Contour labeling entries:
"""

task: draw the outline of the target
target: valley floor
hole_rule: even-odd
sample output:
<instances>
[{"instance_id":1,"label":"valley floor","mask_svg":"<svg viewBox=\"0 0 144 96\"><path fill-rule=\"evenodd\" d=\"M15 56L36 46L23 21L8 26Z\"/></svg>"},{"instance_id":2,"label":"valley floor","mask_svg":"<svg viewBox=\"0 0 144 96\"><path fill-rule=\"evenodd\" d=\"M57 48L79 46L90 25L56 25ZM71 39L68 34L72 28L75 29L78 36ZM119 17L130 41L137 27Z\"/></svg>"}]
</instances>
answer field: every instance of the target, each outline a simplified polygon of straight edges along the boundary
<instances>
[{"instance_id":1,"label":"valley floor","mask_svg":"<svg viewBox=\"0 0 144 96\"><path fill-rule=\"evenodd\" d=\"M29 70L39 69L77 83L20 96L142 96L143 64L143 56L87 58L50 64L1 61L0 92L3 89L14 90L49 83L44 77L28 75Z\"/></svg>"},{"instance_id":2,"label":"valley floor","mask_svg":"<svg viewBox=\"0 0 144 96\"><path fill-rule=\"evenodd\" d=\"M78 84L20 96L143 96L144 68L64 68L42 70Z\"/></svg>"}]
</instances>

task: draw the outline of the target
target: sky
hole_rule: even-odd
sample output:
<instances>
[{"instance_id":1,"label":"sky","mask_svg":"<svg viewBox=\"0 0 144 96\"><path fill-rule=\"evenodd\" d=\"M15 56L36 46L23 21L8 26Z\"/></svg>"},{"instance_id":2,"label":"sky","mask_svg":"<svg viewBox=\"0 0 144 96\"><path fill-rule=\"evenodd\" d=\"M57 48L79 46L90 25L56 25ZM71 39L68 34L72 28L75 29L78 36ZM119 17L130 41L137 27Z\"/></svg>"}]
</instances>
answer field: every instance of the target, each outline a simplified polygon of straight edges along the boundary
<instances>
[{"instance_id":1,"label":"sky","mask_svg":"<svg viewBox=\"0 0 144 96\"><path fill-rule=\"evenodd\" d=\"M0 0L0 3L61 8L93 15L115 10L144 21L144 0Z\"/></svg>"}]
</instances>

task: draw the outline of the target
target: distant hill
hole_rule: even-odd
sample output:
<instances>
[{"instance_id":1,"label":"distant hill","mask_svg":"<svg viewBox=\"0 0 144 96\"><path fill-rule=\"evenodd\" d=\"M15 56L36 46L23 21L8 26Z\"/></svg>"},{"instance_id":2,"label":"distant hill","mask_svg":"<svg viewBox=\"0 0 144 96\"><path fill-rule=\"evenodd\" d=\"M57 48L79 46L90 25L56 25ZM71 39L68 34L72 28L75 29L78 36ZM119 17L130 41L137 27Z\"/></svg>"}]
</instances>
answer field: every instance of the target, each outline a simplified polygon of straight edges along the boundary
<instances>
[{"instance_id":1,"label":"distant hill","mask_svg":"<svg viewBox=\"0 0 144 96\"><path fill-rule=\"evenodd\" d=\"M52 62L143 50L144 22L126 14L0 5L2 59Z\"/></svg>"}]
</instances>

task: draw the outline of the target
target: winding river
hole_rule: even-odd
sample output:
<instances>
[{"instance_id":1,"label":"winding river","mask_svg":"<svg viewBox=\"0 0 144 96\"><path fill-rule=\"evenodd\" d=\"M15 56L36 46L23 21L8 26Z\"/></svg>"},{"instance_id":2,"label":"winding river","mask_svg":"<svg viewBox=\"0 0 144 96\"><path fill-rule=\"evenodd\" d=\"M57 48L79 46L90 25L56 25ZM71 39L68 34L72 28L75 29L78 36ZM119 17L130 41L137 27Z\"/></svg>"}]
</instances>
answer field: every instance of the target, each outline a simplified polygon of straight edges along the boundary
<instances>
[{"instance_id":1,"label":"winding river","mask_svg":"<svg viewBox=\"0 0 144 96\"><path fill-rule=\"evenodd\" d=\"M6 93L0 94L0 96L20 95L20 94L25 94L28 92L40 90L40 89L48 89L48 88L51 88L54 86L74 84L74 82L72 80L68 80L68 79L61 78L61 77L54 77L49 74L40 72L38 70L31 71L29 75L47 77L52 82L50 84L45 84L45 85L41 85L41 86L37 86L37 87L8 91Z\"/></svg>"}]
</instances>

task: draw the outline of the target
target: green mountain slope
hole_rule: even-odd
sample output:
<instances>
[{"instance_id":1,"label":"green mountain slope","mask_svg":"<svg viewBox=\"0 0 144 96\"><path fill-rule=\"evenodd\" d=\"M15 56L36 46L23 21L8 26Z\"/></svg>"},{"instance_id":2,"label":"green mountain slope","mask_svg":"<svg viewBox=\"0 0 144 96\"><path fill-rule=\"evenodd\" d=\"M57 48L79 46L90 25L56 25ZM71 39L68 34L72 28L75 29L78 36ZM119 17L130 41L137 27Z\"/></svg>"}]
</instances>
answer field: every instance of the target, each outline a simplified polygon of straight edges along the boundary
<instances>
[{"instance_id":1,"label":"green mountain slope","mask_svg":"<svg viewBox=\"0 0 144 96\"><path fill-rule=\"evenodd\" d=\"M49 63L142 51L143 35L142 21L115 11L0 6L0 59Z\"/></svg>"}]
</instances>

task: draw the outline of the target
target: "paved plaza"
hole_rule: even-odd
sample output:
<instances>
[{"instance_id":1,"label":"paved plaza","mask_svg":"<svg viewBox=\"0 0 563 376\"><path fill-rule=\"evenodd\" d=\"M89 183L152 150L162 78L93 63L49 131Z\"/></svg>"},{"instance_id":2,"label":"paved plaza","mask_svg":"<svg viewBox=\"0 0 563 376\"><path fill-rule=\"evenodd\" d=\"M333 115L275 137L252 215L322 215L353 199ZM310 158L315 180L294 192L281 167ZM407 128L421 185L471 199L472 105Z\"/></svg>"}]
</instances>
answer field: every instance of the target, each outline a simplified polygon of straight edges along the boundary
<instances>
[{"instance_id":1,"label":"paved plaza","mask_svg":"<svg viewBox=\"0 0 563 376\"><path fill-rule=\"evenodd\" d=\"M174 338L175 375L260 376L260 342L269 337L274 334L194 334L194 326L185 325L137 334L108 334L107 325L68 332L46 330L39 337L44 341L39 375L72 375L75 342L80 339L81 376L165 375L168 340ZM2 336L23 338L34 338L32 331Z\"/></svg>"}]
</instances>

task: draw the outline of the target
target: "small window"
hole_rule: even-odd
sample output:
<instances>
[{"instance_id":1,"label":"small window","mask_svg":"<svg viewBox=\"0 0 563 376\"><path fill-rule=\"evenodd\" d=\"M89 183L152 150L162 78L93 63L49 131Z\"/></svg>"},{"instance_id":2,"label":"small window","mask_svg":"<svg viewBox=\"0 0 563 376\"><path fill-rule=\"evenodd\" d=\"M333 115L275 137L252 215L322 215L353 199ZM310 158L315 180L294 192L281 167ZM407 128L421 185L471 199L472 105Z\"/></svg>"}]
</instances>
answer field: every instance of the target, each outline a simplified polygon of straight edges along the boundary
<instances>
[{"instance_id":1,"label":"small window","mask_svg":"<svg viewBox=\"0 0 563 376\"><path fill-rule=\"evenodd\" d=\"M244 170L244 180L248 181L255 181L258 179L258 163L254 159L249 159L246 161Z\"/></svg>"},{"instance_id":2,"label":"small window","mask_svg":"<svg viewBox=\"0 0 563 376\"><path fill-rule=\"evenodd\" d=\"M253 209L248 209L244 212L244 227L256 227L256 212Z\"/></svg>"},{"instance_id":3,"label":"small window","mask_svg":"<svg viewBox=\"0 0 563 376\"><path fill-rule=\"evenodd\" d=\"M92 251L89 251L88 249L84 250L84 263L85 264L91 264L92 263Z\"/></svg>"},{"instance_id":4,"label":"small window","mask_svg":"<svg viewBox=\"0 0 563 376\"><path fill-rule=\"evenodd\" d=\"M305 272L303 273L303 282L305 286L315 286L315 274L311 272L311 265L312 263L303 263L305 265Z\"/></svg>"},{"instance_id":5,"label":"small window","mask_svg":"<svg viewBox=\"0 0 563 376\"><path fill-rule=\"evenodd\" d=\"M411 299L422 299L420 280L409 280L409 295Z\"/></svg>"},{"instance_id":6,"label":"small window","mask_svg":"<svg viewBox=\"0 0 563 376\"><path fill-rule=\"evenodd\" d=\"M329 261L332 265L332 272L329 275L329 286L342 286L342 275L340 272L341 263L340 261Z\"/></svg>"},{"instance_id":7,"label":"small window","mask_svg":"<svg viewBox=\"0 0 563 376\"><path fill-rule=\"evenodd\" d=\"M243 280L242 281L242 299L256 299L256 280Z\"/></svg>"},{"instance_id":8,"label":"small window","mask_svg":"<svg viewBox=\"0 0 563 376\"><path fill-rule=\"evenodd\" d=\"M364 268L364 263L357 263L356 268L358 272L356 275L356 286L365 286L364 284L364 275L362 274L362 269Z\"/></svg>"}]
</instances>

"""

To do:
How many lines in the entries above contain the word "hill" with matching case? Reply with the number alone.

Result of the exercise:
3